■ **Task details**: In the copy you make, include no pictures, and transcribe every record exactly.

■ **The data**:
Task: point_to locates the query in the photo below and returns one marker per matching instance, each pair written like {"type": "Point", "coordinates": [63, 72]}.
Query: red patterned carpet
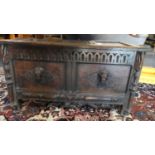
{"type": "Point", "coordinates": [143, 109]}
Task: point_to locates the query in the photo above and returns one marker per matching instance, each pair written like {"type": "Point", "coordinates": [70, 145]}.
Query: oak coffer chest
{"type": "Point", "coordinates": [71, 71]}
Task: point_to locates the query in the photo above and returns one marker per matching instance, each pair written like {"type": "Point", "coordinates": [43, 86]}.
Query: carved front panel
{"type": "Point", "coordinates": [39, 77]}
{"type": "Point", "coordinates": [102, 79]}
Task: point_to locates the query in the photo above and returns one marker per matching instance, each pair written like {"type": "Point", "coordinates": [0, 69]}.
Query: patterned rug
{"type": "Point", "coordinates": [142, 109]}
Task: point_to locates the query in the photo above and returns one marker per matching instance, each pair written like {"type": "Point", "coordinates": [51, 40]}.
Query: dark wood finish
{"type": "Point", "coordinates": [78, 72]}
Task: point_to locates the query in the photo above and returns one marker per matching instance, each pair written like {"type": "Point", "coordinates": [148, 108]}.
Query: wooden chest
{"type": "Point", "coordinates": [72, 72]}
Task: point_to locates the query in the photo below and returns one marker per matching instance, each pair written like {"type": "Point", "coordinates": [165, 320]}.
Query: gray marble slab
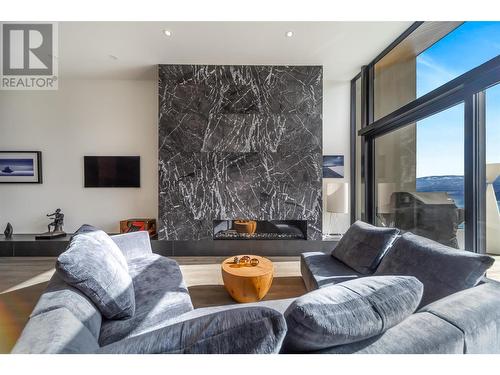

■ **Exercise result**:
Task: point_to locates the query in the photo below and returns one marker per matching instance, each pair written like {"type": "Point", "coordinates": [63, 72]}.
Query: red patterned carpet
{"type": "Point", "coordinates": [143, 109]}
Task: point_to locates the query in the photo above and returns one marker per matching instance, each pair written like {"type": "Point", "coordinates": [70, 145]}.
Query: oak coffer chest
{"type": "Point", "coordinates": [71, 71]}
Task: point_to locates the query in the photo above and returns one marker per matching instance, each pair written like {"type": "Point", "coordinates": [43, 86]}.
Query: carved front panel
{"type": "Point", "coordinates": [39, 77]}
{"type": "Point", "coordinates": [102, 79]}
Task: point_to locates the query in the photo above and returns one marker per matching instance, each pair written like {"type": "Point", "coordinates": [0, 69]}.
Query: patterned rug
{"type": "Point", "coordinates": [142, 109]}
Task: point_to locates the query in the photo above and returns one marker per matching instance, each pair written like {"type": "Point", "coordinates": [51, 40]}.
Query: dark wood finish
{"type": "Point", "coordinates": [78, 72]}
Task: point_to locates the query in the photo above and returns one marker per matching instance, each pair written like {"type": "Point", "coordinates": [148, 108]}.
Query: wooden chest
{"type": "Point", "coordinates": [72, 72]}
Task: point_to locates the query in the photo below and returns one marker per matching instance, each pair written like {"type": "Point", "coordinates": [165, 320]}.
Query: gray marble slab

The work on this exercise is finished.